*** Opening of Given information ***

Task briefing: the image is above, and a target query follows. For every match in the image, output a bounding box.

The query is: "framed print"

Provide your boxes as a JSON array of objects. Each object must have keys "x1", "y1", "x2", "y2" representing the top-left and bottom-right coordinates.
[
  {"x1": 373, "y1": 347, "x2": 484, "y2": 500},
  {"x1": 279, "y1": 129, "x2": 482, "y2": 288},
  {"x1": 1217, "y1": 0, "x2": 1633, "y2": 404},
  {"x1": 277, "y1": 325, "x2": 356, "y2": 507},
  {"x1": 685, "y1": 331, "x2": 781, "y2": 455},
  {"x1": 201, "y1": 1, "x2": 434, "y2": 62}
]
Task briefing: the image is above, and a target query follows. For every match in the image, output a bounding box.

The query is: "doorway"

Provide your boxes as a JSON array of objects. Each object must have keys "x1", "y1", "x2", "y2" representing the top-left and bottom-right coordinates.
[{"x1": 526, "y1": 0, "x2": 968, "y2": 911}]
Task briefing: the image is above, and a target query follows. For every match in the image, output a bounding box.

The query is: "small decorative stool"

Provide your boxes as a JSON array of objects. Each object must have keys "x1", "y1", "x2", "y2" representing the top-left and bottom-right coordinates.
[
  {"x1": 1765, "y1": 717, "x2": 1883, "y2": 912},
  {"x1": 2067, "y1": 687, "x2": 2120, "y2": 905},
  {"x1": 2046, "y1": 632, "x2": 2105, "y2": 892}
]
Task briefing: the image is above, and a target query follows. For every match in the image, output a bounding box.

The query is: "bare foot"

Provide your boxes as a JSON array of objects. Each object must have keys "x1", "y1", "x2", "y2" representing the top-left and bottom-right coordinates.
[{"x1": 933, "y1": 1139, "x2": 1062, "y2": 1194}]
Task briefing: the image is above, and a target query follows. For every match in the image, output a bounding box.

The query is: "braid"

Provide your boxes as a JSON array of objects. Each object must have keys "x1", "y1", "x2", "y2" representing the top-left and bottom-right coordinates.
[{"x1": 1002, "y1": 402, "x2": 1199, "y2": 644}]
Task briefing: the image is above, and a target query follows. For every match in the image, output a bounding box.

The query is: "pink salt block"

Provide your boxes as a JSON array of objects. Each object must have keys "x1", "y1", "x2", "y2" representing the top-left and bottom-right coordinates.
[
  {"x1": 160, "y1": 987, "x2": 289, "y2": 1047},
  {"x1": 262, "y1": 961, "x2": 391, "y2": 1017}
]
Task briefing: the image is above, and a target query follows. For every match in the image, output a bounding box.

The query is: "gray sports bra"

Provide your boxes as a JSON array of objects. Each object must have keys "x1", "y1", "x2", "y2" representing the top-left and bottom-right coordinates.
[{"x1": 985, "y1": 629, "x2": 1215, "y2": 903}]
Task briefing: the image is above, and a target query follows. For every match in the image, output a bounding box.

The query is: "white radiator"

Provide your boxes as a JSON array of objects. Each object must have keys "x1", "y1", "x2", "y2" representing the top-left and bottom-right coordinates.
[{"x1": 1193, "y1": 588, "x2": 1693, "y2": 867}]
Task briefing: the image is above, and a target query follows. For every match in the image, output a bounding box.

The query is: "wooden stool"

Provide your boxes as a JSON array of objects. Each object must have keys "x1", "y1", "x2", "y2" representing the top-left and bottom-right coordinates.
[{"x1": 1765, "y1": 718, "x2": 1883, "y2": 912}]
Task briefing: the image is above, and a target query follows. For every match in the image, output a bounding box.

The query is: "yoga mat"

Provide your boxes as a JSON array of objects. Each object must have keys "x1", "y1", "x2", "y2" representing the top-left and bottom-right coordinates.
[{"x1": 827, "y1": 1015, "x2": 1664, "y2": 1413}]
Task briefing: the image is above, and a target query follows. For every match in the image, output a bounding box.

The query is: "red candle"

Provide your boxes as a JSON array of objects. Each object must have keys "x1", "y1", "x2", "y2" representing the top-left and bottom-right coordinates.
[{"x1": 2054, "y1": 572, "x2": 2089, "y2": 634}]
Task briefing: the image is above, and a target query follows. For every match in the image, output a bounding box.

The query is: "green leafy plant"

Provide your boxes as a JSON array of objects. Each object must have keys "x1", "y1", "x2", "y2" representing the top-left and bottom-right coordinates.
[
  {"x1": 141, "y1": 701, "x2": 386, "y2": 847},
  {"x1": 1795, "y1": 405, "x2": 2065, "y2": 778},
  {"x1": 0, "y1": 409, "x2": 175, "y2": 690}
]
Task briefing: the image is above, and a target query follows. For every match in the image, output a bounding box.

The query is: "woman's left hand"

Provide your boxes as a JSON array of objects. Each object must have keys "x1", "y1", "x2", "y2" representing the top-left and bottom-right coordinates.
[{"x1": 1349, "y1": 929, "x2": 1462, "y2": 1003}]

*** Close of Given information ***

• _Assigned task_:
Write down all the entries again without a single difference.

• _Problem solution_:
Task briefing: the image is above, and a target query follows. For every match in the image, output a bounding box.

The query is: "framed print"

Provide your boxes as a JSON array of objects. Each object must have keys "x1", "y1", "x2", "y2" representing the top-left and bottom-right coordinates.
[
  {"x1": 373, "y1": 347, "x2": 484, "y2": 500},
  {"x1": 279, "y1": 129, "x2": 482, "y2": 288},
  {"x1": 1217, "y1": 0, "x2": 1633, "y2": 404},
  {"x1": 277, "y1": 325, "x2": 356, "y2": 507},
  {"x1": 685, "y1": 331, "x2": 781, "y2": 455},
  {"x1": 201, "y1": 1, "x2": 434, "y2": 62}
]
Task briefing: the image is above, and a target query follows. For every match in the image, output a bounding box.

The query is: "doorway"

Provide your boxes as a JSON array of objects. Each object must have keys "x1", "y1", "x2", "y2" representing the top-left and bottom-right coordinates.
[{"x1": 526, "y1": 0, "x2": 968, "y2": 911}]
Task briefing: the image is above, and a target query follows. For every match in the image, output a bounding box.

The query is: "small decorative stool"

Provide your boxes as a JSON array of objects. Each object must have keys "x1", "y1", "x2", "y2" representing the top-left and bottom-right coordinates.
[
  {"x1": 1765, "y1": 717, "x2": 1883, "y2": 912},
  {"x1": 2067, "y1": 687, "x2": 2120, "y2": 905},
  {"x1": 2046, "y1": 632, "x2": 2105, "y2": 892}
]
Task briefing: the image is above, and a target query follows. For every match in the image, output a bounding box.

The query is: "bare foot"

Provide your boxes as a JSON array of objects. Each object must have keys "x1", "y1", "x2", "y2" representing the top-left and bottom-right coordinates.
[{"x1": 933, "y1": 1139, "x2": 1062, "y2": 1194}]
Task briefing: the image is above, and a target query follows. For every match in the image, output a bounding box.

The query is: "braid"

Provide your boxes as a JSON array of objects. Each object must have keys "x1", "y1", "x2", "y2" representing the top-left and bottom-right coordinates.
[{"x1": 1002, "y1": 402, "x2": 1199, "y2": 644}]
Task briefing: the image is above, and a target query follows. For every match in the image, output a bounding box.

The query is: "pink salt block"

Provide your boxes as a JSON array of objects. Each object must have keys "x1", "y1", "x2", "y2" representing the top-left and bottom-right coordinates.
[
  {"x1": 160, "y1": 987, "x2": 289, "y2": 1047},
  {"x1": 262, "y1": 961, "x2": 391, "y2": 1017}
]
Task briefing: the image is above, and a target query follows. For every match in the image, output a bounding box.

The query is: "gray sports bra"

Provide your boxes as a JSON array of objects. Each object must have keys "x1", "y1", "x2", "y2" representing the top-left and bottom-right coordinates.
[{"x1": 985, "y1": 629, "x2": 1215, "y2": 903}]
Task briefing: the image is above, and a target query follows. For every match in the image, output a bounding box.

The query is: "white radiator"

Provide your boxes as a JSON array of objects. Each object must have keys "x1", "y1", "x2", "y2" representing the top-left and bottom-right coordinates.
[{"x1": 1193, "y1": 588, "x2": 1693, "y2": 867}]
Task briefing: the image is above, and a target query follows. For every match in the image, output a bounding box.

The query is: "wooden stool"

Provide your boxes as a JSON array of objects. Each object must have keys "x1", "y1", "x2", "y2" representing the top-left and bottom-right coordinates.
[{"x1": 1765, "y1": 718, "x2": 1883, "y2": 912}]
Task briefing: the image is above, and a target query follows. For every match in the image, output a bounding box.

The query is: "yoga mat"

Provide your boxes as a JSON array of objects. Each object must have keys "x1", "y1", "x2", "y2" representing the top-left and bottom-right coordinates.
[{"x1": 827, "y1": 1015, "x2": 1664, "y2": 1413}]
Task briefing: the image is above, and a target query follows. For every match in the image, output a bounding box.

The query is: "red candle"

Provide your boxes as a JSON array of objects. Each object must have keys "x1", "y1", "x2", "y2" representing the top-left and bottom-right coordinates.
[{"x1": 2054, "y1": 572, "x2": 2089, "y2": 634}]
Task briefing: the image is above, and a target query follows. For every match in the image, output a bounding box.

The query is: "green leafy plant"

Provide your boxes as a JSON array of objects. Each object must have keys "x1", "y1", "x2", "y2" representing the top-left and bottom-right coordinates.
[
  {"x1": 141, "y1": 701, "x2": 386, "y2": 847},
  {"x1": 1795, "y1": 405, "x2": 2065, "y2": 778},
  {"x1": 0, "y1": 409, "x2": 175, "y2": 690}
]
Task briefing: the image is above, and a target query follows. For every match in the image, output a bounding box.

The query is: "woman's left hand"

Provide your boxes as a JSON array of objects. Each object must have keys "x1", "y1", "x2", "y2" representing the top-left and bottom-right coordinates.
[{"x1": 1349, "y1": 929, "x2": 1462, "y2": 1003}]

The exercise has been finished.